Exercise prompt: Reproduce the section of the listing that begins at the line containing "As a warehouse robot's perception module, locate banner" and finishes at the line containing "As a warehouse robot's perception module, locate packed". Include both end lines and nothing beyond them.

Provided data:
--

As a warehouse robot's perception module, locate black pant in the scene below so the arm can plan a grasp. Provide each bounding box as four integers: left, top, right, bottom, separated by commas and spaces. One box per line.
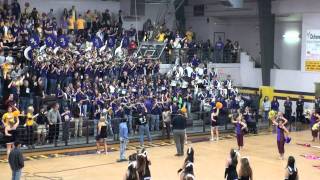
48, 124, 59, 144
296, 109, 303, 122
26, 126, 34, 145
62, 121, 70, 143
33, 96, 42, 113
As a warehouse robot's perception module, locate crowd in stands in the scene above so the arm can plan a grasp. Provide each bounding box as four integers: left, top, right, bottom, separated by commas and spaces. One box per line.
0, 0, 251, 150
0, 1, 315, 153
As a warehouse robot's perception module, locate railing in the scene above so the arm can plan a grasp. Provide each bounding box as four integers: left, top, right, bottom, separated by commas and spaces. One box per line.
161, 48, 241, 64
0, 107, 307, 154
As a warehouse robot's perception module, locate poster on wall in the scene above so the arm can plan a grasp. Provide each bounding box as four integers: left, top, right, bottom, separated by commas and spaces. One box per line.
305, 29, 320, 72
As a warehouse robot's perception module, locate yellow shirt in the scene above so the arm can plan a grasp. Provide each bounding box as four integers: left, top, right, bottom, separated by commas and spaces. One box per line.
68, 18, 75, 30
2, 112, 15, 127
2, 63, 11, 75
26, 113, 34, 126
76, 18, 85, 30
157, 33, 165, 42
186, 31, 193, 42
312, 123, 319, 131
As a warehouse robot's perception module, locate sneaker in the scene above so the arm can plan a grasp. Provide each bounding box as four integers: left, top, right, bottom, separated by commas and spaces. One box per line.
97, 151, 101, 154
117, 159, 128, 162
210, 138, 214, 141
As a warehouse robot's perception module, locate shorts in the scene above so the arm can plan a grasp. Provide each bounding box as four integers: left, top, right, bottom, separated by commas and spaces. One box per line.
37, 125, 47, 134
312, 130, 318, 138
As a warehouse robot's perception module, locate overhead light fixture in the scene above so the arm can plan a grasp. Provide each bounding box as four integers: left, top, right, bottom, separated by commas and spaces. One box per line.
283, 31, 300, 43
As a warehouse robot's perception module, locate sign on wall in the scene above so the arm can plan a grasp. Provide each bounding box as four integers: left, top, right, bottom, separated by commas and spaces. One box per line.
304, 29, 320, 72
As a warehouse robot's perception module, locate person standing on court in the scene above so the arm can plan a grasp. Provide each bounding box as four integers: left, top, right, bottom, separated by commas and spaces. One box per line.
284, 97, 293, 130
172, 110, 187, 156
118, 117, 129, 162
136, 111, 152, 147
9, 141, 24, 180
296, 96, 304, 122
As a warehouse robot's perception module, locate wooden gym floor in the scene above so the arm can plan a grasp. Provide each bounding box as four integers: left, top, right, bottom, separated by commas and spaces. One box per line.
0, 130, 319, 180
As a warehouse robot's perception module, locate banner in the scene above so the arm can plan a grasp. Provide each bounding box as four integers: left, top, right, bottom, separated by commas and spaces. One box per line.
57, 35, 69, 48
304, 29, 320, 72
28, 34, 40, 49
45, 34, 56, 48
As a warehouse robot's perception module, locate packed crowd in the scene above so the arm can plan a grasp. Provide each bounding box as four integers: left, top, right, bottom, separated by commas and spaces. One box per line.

--

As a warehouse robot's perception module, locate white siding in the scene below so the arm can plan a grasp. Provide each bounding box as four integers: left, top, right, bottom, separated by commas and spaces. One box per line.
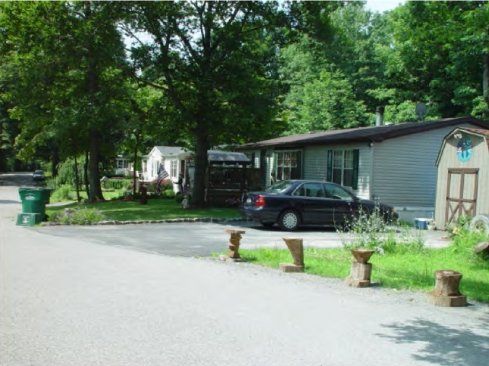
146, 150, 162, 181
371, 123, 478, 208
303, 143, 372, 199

--

Final answer:
As a warehouse robot's perception module, locate banner in the scene above so the arm can plan a grasp. Provide each bounding box as four integers: left, top, right, bottom, separated by commas and spaces. One box per line.
57, 35, 69, 48
304, 29, 320, 72
28, 34, 40, 49
45, 34, 56, 48
As a warehouse robot's perception module, locate packed crowd in the scene above so the arm can plan a grasp. Provide each bounding box as four integers: left, top, right, bottom, separated by commas and spaces. One box per line.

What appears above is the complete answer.